**EXERCISE DIRECTIONS:** From the records below, transcribe exactly the lines that begin at the line with "Target: building facade" and end at the line with "Pick out a point on every instance of the dark", both included.

**SUPPLIED MATERIAL:**
※
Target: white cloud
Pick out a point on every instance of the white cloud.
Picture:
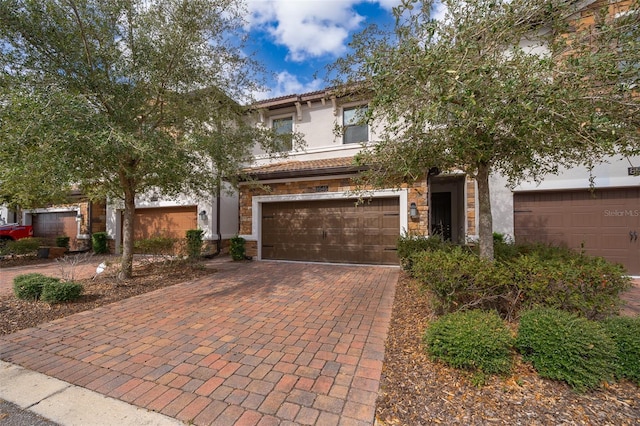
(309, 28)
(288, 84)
※
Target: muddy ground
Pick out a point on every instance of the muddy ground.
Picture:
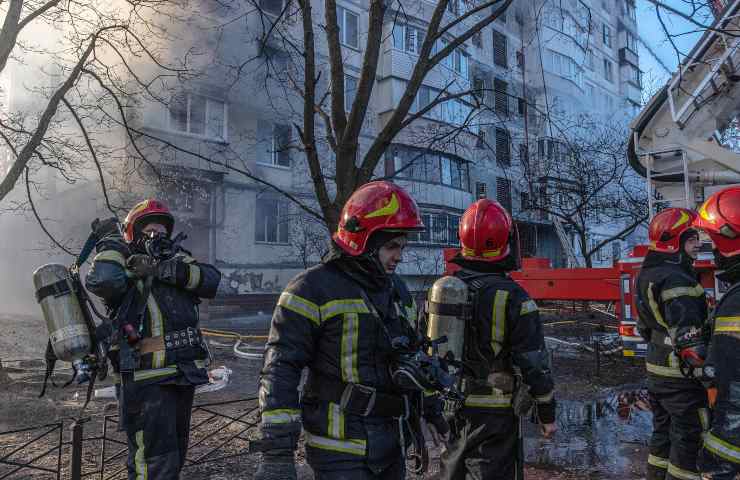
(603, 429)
※
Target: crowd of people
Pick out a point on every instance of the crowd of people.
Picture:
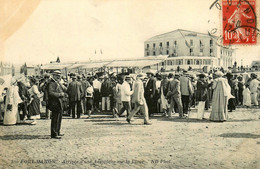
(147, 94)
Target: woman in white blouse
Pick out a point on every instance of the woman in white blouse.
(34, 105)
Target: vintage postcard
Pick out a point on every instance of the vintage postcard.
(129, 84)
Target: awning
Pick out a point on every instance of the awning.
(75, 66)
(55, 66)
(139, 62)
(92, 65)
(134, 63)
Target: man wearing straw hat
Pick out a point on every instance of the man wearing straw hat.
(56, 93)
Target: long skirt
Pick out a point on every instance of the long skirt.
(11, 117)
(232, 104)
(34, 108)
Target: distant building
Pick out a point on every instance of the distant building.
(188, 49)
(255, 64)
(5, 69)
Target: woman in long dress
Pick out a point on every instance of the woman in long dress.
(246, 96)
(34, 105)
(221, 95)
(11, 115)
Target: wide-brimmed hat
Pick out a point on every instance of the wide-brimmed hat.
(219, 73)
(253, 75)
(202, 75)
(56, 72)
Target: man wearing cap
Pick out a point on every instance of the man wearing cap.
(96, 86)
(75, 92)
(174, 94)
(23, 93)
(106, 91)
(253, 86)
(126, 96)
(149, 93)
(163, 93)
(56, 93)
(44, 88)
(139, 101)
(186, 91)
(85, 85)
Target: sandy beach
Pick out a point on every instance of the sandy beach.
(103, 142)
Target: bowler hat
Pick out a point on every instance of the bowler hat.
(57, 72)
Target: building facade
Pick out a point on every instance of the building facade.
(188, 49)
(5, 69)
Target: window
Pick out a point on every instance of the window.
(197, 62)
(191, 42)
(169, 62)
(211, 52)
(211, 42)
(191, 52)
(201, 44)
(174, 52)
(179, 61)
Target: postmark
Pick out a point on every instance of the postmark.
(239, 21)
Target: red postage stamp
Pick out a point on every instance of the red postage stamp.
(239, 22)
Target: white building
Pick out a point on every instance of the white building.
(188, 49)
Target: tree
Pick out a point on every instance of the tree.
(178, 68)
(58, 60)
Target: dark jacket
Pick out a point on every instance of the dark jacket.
※
**WRITTEN SOLUTION:**
Target: building facade
Pick out a point on every instance of the building facade.
(188, 49)
(5, 69)
Target: window
Pick out a point on every instance of the window.
(197, 62)
(191, 42)
(169, 62)
(211, 52)
(211, 42)
(191, 52)
(201, 44)
(174, 52)
(179, 61)
Target: postmark
Pick out a point on every instance of the postmark.
(239, 21)
Target: red postage stamp
Pick out a point on every instance of the red postage stamp.
(239, 22)
Target: white building
Pick out a point on every instance of the white building.
(188, 49)
Target: tree
Pick out a point on every instance of the tree.
(178, 68)
(58, 60)
Target: dark jacket
Pick out a point on every instance of the dark jacket.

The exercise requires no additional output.